Work to complete
1. Return the stretch of the Marengo reminiscences from "Another very prominent" through "town ever had.", word for word.
2. Condense the paragraph of the Marengo reminiscences that begins "Another very prominent man" into a bulleted list of its main facts.

** start of Source passage **

The man that I always felt I owed as much, if not more to, than anyone else, was G. W. Williams, commonly called "Gord." On many a time when I did not have a dollar and did not know where the food for myself and family was to come from, I have gone to Gord and a hint of my situation would prompt him to offer me any amount I wanted, and many a $5 bill did he loan to me, saying, "You can pay it back to me, Cap, whenever you get ready."

A. J. Morrison, then the keeper of the Clifton House, was another with whom I early became acquainted and for whom I ever had a tender and affectionate feeling. I recollect that before I had been here a year, on a cold winter morning I started on horseback over into Benton County to try a case before a justice of the peace. I had a copy of the Conklin Treatise under my arm, and as I rode past the Clifton House, Andy came out, called for me to stop, and tendered me one of Jayne's almanacs, saying that it was just as useful to me and that I could comprehend it just as well as the book I had. During the long period of time that he lived in Marengo no man filled as many offices as he did. I never believed the trouble which came to him eventually was by reason of his want of honesty and integrity. I believe the "recording angel dropped a tear on the charge that blotted it out forever."

Another very prominent man and one who probably did more for Marengo than any other man there, and who had more varied ability than any other, was N. B. Holbrook. He was, I think, the best educated man in the town. He was a splendid surveyor and engineer, was a successful newspaper editor, was a member of the bar, a successful land agent, a good banker and one of the best all round business men the town ever had.


Another quaint character in Marengo was Uncle Dicky Groff. Teacher, preacher, lawyer, merchant, book peddler and poet all rolled up in one man makes a combination hard to beat, but that was Dicky Groff. A short, stubby man, who had a full gray beard and always of the same age, never changing. He was honest and well meaning, but never learned how to do anything. His greatest claim to immortal renown lies in the poem to Iowa, commencing, "Young Peril of the West." His greatest achievement in teaching a Sunday school was to ask the children where Moses was when the light went out, and his preaching was about on a par with that. As a lawyer he went out of practice about a hundred years ago; in fact, he never began. The goods in his store consisted of two old straw bonnets, some ribbon, a few spools of black thread and an old stove which never had a fire in it, winter or summer. He had no customers, for he had nothing to sell, but still he went to the store every day, opened it, sat down and read a book a short time, and then went home. But I think he was the most constant reader in the State of Iowa, and also read to the least purpose of anyone in the state. Still he could write a first class newspaper article, and make words jingle in what he called verse or poetry. He was always happy and good natured and viewed life from a pleasant standpoint. The following quotation, worthy of Hudibras, he frequently used, possibly because it fully embodied his ideas of men:

The world of fools has such a store That he who
would not see an ass
Should go home and bolt his door,
Then break his looking-glass."

** end of Source passage **
** start of Extracted records **

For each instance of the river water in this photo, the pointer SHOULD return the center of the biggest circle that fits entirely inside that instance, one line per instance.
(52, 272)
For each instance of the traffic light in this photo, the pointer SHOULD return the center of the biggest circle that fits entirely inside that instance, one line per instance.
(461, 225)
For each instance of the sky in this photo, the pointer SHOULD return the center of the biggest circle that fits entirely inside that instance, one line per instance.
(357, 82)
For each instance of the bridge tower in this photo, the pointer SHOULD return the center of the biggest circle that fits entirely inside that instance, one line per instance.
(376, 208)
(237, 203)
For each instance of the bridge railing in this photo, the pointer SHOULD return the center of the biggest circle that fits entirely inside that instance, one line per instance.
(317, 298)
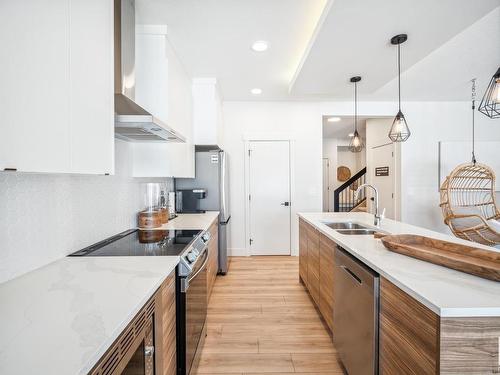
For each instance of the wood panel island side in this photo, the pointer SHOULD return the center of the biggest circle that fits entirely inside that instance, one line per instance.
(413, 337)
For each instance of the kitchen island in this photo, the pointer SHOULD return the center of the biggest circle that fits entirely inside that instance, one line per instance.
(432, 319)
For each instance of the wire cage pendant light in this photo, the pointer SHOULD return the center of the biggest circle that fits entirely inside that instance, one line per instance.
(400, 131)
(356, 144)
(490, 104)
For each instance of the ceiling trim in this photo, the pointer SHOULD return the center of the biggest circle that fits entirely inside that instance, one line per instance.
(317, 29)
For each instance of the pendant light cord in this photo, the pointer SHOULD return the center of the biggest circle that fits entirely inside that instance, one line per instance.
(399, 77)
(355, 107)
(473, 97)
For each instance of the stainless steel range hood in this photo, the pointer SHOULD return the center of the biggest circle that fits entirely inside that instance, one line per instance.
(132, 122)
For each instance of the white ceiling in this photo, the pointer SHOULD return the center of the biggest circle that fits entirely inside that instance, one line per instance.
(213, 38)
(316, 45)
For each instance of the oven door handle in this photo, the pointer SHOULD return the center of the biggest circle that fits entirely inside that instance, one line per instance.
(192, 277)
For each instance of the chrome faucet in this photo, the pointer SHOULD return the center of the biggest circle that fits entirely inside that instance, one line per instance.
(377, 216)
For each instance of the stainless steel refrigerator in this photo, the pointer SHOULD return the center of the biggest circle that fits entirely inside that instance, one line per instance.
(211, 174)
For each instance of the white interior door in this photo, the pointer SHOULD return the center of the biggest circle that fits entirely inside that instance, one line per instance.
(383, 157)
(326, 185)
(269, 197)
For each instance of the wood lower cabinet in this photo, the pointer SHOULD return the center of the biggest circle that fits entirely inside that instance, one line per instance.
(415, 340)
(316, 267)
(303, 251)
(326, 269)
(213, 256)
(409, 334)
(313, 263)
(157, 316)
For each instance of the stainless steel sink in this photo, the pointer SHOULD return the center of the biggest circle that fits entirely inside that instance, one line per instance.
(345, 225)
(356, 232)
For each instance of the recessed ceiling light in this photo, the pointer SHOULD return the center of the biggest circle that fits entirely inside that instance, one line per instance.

** end of Extracted records **

Per-task answers
1.
Another very prominent man and one who probably did more for Marengo than any other man there, and who had more varied ability than any other, was N. B. Holbrook. He was, I think, the best educated man in the town. He was a splendid surveyor and engineer, was a successful newspaper editor, was a member of the bar, a successful land agent, a good banker and one of the best all round business men the town ever had.

2.
- N. B. Holbrook probably did more for Marengo than any other man there and had more varied ability than any other.
- The writer thought him the best educated man in the town.
- He was a splendid surveyor and engineer, a successful newspaper editor, a member of the bar, a successful land agent and a good banker.
- He was one of the best all-round business men the town ever had.